[INSTRUCTIONS FOR THE TASK]
Report each line below that contains the string "stem", copying the whole line. Case counts.

[INFORMATION GIVEN]
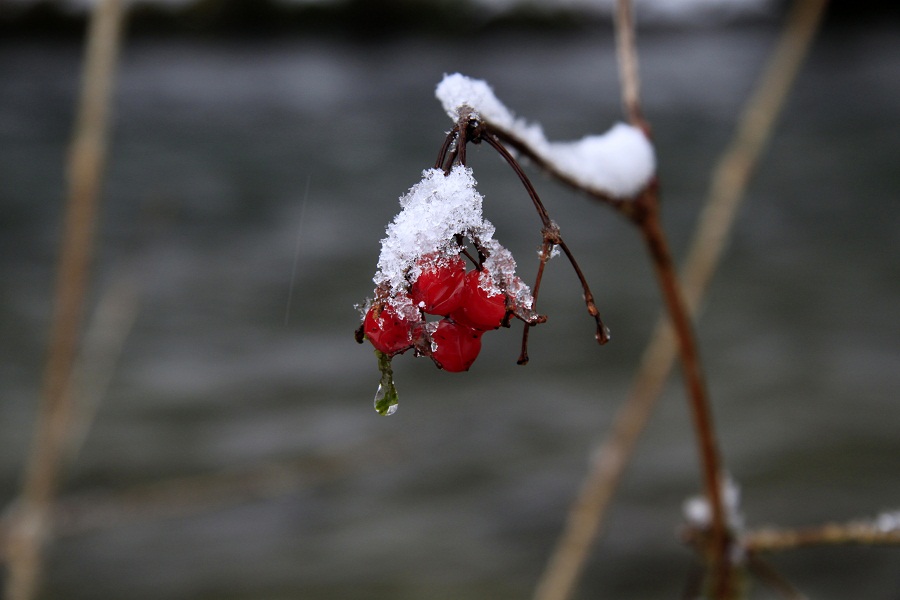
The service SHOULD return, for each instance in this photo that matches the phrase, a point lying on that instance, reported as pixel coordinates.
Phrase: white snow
(434, 212)
(619, 163)
(698, 512)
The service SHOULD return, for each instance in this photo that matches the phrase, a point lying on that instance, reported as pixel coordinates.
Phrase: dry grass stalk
(30, 525)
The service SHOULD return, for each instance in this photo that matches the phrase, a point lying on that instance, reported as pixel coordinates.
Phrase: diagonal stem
(695, 383)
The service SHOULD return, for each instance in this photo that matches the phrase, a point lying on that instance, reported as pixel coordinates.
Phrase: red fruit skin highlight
(390, 333)
(479, 310)
(457, 346)
(439, 288)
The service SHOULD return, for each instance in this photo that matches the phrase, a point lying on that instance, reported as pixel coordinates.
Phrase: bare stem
(729, 182)
(626, 53)
(31, 524)
(695, 383)
(862, 532)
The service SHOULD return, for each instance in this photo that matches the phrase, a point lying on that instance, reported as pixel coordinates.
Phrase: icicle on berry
(456, 346)
(480, 309)
(386, 397)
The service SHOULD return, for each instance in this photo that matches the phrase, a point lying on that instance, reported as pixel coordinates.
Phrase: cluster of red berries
(443, 288)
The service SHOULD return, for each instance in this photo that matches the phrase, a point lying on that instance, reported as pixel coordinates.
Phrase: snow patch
(619, 163)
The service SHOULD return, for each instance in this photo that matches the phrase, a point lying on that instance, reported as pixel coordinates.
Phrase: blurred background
(258, 152)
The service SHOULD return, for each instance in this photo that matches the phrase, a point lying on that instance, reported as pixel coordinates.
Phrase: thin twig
(30, 524)
(729, 182)
(627, 57)
(862, 532)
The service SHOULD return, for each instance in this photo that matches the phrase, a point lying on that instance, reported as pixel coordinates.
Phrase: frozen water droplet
(386, 396)
(602, 333)
(386, 400)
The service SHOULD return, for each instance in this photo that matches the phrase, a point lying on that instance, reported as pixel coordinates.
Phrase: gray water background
(248, 186)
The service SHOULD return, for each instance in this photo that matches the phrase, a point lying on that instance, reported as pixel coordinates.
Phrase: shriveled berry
(457, 346)
(438, 290)
(389, 332)
(480, 310)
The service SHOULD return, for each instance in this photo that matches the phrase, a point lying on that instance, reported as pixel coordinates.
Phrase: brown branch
(729, 181)
(883, 531)
(30, 524)
(697, 395)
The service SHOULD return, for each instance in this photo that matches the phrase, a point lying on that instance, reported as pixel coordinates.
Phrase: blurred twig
(729, 182)
(883, 530)
(31, 520)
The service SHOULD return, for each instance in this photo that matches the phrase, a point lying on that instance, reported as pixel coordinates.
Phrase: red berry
(438, 289)
(389, 332)
(479, 309)
(457, 346)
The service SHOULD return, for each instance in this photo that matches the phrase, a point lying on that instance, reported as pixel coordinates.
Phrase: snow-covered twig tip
(619, 163)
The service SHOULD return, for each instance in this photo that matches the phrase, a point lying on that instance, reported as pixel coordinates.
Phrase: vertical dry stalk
(31, 525)
(626, 54)
(729, 182)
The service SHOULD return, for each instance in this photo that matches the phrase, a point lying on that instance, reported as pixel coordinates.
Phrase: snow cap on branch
(619, 163)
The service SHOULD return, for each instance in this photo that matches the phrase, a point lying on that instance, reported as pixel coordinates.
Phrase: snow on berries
(442, 280)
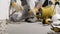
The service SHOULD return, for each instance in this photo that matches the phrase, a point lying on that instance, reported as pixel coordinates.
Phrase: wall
(4, 9)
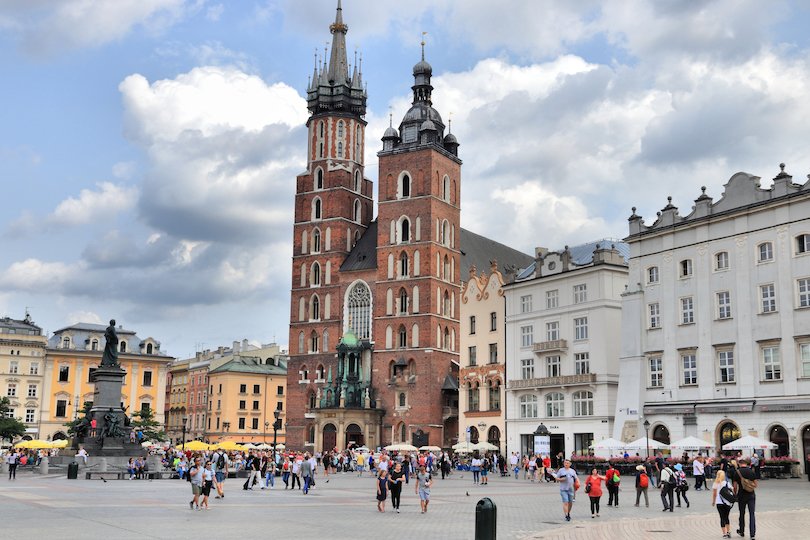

[THE ANSWER]
Phrase: diagonal stem
Phrase: bare stem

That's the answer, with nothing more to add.